- [AIM] Reproduce each record exactly.

- [RECORDS TO PROCESS]
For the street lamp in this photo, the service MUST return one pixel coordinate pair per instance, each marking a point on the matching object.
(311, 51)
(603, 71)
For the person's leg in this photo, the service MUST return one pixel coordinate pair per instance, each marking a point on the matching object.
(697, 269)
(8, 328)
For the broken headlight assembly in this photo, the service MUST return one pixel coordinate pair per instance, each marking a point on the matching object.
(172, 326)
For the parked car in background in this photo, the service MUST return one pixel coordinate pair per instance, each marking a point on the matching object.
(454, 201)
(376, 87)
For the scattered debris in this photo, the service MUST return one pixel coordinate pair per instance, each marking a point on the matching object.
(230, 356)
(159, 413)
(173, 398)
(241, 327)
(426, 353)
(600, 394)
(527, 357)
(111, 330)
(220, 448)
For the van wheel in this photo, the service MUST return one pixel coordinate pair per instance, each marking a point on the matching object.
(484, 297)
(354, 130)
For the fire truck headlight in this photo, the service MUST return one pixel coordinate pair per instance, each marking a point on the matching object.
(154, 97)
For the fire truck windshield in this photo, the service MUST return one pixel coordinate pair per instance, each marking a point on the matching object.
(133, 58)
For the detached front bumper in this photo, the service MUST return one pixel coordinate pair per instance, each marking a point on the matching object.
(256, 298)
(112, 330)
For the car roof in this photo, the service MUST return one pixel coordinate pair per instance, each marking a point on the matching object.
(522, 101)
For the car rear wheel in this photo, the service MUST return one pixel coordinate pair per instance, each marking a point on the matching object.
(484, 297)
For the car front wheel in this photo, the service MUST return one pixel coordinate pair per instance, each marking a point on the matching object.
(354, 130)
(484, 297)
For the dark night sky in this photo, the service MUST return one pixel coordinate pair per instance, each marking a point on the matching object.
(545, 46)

- [RESULT OF THIS TASK]
For the street lamp in this photo, the service MUST return one pixel coordinate pair per instance, each marking a point on the matching object.
(311, 51)
(603, 71)
For the person's leg in this photo, the service MUST return one pixel coordinate pair per instance, each marking a point on the matching object.
(697, 269)
(8, 328)
For the broken headlight assembly in this photo, the service MUST return one pixel coordinate pair per instance, each marking a point on the matching object.
(172, 326)
For the parked car in background in this photo, the service MUST return one pixel coordinate pair per instance, each marking a point on the matching object.
(454, 201)
(376, 87)
For the scattered debris in this photo, the service MUST return one pixel coordinate pair per instance, each marking a point on the matching object.
(230, 356)
(159, 413)
(173, 398)
(241, 327)
(426, 353)
(600, 394)
(527, 357)
(111, 330)
(220, 448)
For the van wheel in this photo, the service MUST return one pixel coordinate pair per instance, each marking a point on the matching object.
(484, 297)
(354, 130)
For the fire truck headlight in this photo, the service MUST return one pixel coordinate pair per instance, each marking a point on the matching object.
(154, 97)
For the fire truck windshield in this photo, the service MUST return one pixel coordinate pair per instance, each marking a point on the matching object.
(133, 58)
For the detached front bumper in this photo, the service MUST return one pixel coordinate pair per instance, each marking a point on the matching object.
(256, 298)
(112, 330)
For the car roof in this photo, the service MUST return one pixel coordinate pair per instance, each marking a point on the matching object.
(522, 101)
For the car rear wheel in this photo, the service MUST return one pixel coordinate pair per instance, each marking a point on the matching object.
(484, 297)
For the car front wheel in this photo, the service MUST return one pixel coordinate pair per instance, each marking a point on the matching object.
(354, 130)
(484, 297)
For the dark night sky in this photo, the service MUST return one pixel coordinate pair per instance, each marking a point on the matching object.
(545, 46)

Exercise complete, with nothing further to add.